Your task
Answer the following questions using the brachytherapy passage below.
(a) What other name does the passage give for brachytherapy?
(b) Within what length of time do the implanted seeds become inactive?
(c) For men with what kind of prostate cancer is this treatment an option?

Passage shown
What is Brachytherapy for Prostate Cancer

Facing a diagnosis of prostate cancer can be overwhelming and frightening. After your doctor informs you that you have cancer, your next step is to become an informed patient. Ask your doctor all of your questions and seek a second opinion. Your research will likely focus on treatment options, such as radiation therapy. One type of radiation therapy for prostate cancer is brachytherapy.

What is brachytherapy?

Whereas other types of radiation therapy send radiation to your body from an external source, brachytherapy devices are placed directly in your body. Also called prostate seed implantation, this cancer treatment involves inserting very small radioactive metallic “seeds” inside your prostate gland. They will be placed in the tumor or right next to it. These seeds will remain there permanently and will emit radiation for a period of time (usually a few weeks or months). Within one year they will then become inactive.

Who is a good candidate for brachytherapy?

This prostate cancer treatment is an option for men with early stage prostate cancer that has not spread beyond the prostate gland. It may also be considered for men who cannot comply with the daily treatments needed for traditional radiation therapy, as well as those who cannot undergo prostate cancer surgery. Talk to your doctor to determine if you might be a candidate for brachytherapy.

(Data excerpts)

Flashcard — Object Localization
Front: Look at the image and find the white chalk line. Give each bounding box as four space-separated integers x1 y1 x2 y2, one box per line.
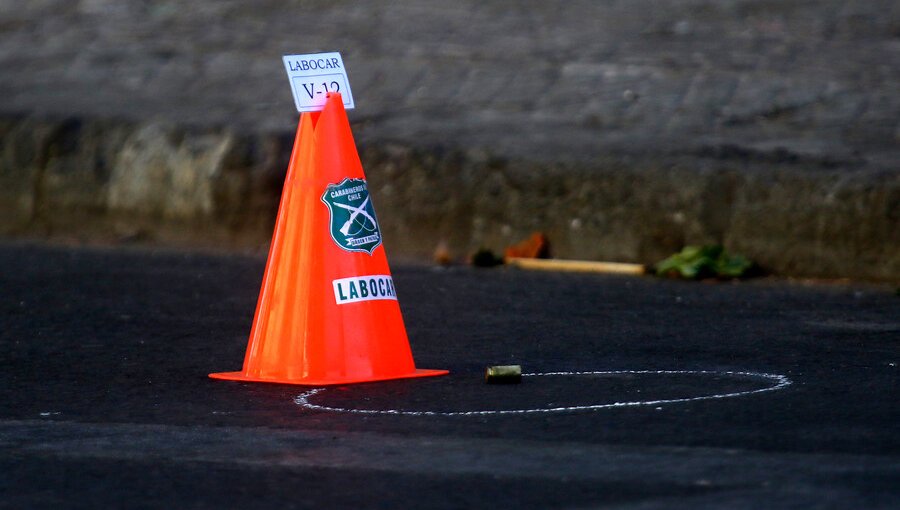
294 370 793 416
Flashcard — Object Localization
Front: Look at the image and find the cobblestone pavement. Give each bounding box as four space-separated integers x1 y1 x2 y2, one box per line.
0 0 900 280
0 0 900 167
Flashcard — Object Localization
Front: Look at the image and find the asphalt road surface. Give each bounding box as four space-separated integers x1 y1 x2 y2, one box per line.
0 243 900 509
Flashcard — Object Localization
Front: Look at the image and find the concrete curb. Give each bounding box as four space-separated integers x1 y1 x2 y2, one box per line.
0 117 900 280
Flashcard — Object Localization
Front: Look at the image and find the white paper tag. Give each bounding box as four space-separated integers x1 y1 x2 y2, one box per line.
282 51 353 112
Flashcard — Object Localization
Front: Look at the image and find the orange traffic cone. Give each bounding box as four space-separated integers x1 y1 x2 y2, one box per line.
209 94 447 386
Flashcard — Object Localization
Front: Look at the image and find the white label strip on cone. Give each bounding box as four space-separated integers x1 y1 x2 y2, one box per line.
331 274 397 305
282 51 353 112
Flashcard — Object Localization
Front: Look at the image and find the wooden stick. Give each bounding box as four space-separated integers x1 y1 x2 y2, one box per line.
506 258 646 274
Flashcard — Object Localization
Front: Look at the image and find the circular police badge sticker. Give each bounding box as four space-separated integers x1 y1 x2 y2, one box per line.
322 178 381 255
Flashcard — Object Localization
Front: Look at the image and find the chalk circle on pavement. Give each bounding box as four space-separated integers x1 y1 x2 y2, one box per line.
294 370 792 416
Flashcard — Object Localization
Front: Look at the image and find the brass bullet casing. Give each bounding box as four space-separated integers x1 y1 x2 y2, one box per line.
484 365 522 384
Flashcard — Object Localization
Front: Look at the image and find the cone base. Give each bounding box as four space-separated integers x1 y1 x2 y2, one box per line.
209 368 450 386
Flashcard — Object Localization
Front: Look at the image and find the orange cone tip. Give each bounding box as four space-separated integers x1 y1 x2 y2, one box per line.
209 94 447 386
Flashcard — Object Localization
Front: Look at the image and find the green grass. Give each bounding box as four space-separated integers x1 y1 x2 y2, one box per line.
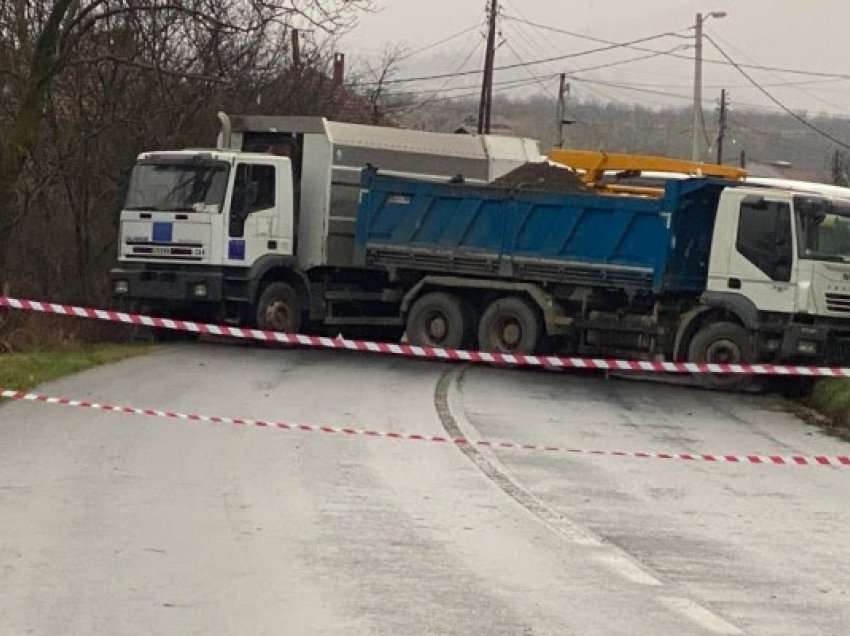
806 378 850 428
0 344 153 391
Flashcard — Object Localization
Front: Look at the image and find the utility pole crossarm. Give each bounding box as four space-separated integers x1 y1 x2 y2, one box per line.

Finished task
(a) Prostate seed implantation.
(b) Within one year.
(c) Early-stage prostate cancer that has not spread beyond the prostate gland.